■ Texte à lire ■
════

Mais vous ne savez peut-être pas, Philothée, comme il faut faire l’oraison mentale; car c’est une chose laquelle, par malheur, peu de gens savent en notre âge. C’est pourquoi je vous présente une simple et brève méthode pour cela, en attendant que, par la lecture de plusieurs beaux livres qui ont été composés sur ce sujet, et surtout par l’usage, vous en puissiez être plus amplement instruite. Je vous marque premièrement la préparation, laquelle consiste en deux points, dont le premier est de se mettre en la présence de Dieu, et le second, d’invoquer son assistance. Or, pour vous mettre en la présence de Dieu, je vous propose quatre principaux moyens, desquels vous vous pourrez servir à ce commencement.
Le premier gît en une vive et attentive appréhension de la toute présence de Dieu, c’est-à-dire que Dieu est en tout et partout, et qu’il n’y a lieu ni chose en ce monde où il ne soit d’une très véritable présence; de sorte que, comme les oiseaux, où qu’ils volent, rencontrent toujours l’air, ainsi, où que nous allions, où que nous soyons, nous trouvons Dieu présent. Chacun sait cette vérité, mais chacun n’est pas attentif à l’appréhender. Les aveugles ne voyant pas un prince qui leur est présent, ne laissent pas de se tenir en respect s’ils sont avertis de sa présence; mais la vérité est que d’autant qu’ils ne le voient pas, ils s’oublient aisément qu’il soit présent, et s’en étant oubliés, ils perdent encore plus aisément le respect et la révérence. Hélas, Philothée, nous ne voyons pas Dieu qui nous est présent; et, bien que la foi nous avertisse de sa présence, si est-ce que ne le voyant pas de nos yeux, nous nous en oublions bien souvent, et nous comportons comme si Dieu était bien loin de nous; car encore que nous sachions bien qu’il est présent à toutes choses, si est-ce que n’y pensant point, c’est tout autant comme si nous ne le savions pas. [...]
Le second moyen de se mettre en cette sacrée présence, c’est de penser que non seulement Dieu est au lieu où vous êtes, mais qu’il est très particulièrement en votre coeur et au fond de votre esprit, lequel il vivifie et animé de sa divine présence, étant là comme le coeur de votre coeur et l’esprit de votre esprit; car, comme l’âme étant répandue par tout le corps se trouve présente en toutes les parties d’icelui, et réside néanmoins au coeur d’une spéciale résidence, de même Dieu étant très présent à toutes choses, assiste toutefois d’une spéciale façon à notre esprit: et pour cela David appelait Dieu, «Dieu de son coeur », et saint Paul disait que « nous vivons, nous nous mouvons et sommes en Dieu ». En la considération donc de cette vérité, vous exciterez une grande révérence en votre coeur à l’endroit de Dieu, qui lui est si intimement présent.

════

■ Extraits de données ■
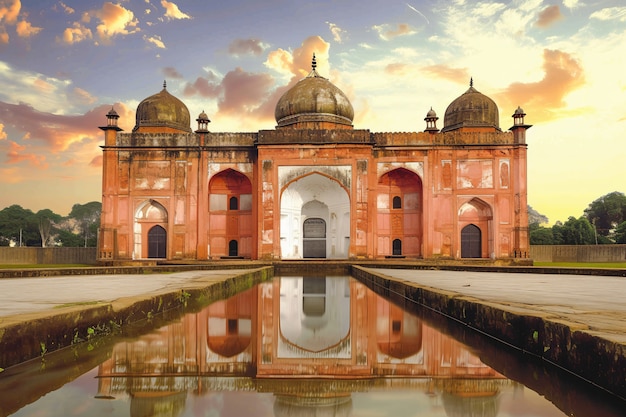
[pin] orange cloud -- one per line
(246, 47)
(76, 33)
(58, 132)
(16, 155)
(548, 16)
(116, 20)
(10, 11)
(172, 11)
(562, 75)
(385, 32)
(24, 29)
(171, 72)
(458, 75)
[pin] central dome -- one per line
(162, 112)
(314, 103)
(471, 110)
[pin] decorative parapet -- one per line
(448, 138)
(230, 139)
(150, 140)
(313, 136)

════

■ Consigne écrite ■
Prolongez le texte sur l'oraison mentale à partir de sa dernière phrase, dans le même style.

■ Résultat ci-dessous ■
Le troisième moyen, c’est de considérer notre Sauveur, lequel en son humanité regarde dès le ciel toutes les personnes du monde, mais particulièrement les chrétiens qui sont ses enfants, et plus spécialement ceux qui sont en prière, desquels il remarque les actions et déportements. Or, ceci n’est pas une simple imagination, mais une vraie vérité; car encore que nous ne le voyions pas, si est-ce que de là-haut il nous considère : saint Etienne le vit ainsi au temps de son martyre. Si que nous pouvons bien dire avec l’épouse : « Le voilà qu’il est derrière la paroi, voyant par les fenêtres, regardant par les treillis. »
La quatrième façon consiste à se servir de la simple imagination, nous représentant le Sauveur en son humanité sacrée comme s’il était près de nous, ainsi que nous avons accoutumé de nous représenter nos amis et de dire : je m’imagine de voir un tel qui fait ceci et cela, il me semble que je le vois, ou chose semblable. Mais si le très Saint Sacrement de l’autel était présent, alors cette présence serait réelle et non purement imaginaire ; car les espèces et apparences du pain seraient comme une tapisserie, derrière laquelle Notre Seigneur réellement présent nous voit et considère, quoi que nous ne le voyions pas en sa propre forme.
Vous userez donc de l’un de ces quatre moyens, pour mettre votre âme en la présence de Dieu avant l’oraison; et ne faut pas les vouloir employer tous ensemblement, mais seulement un à la fois, et cela brièvement et simplement.
(Texte repris de "Introduction a la vie dévote" de Saint François de Sales)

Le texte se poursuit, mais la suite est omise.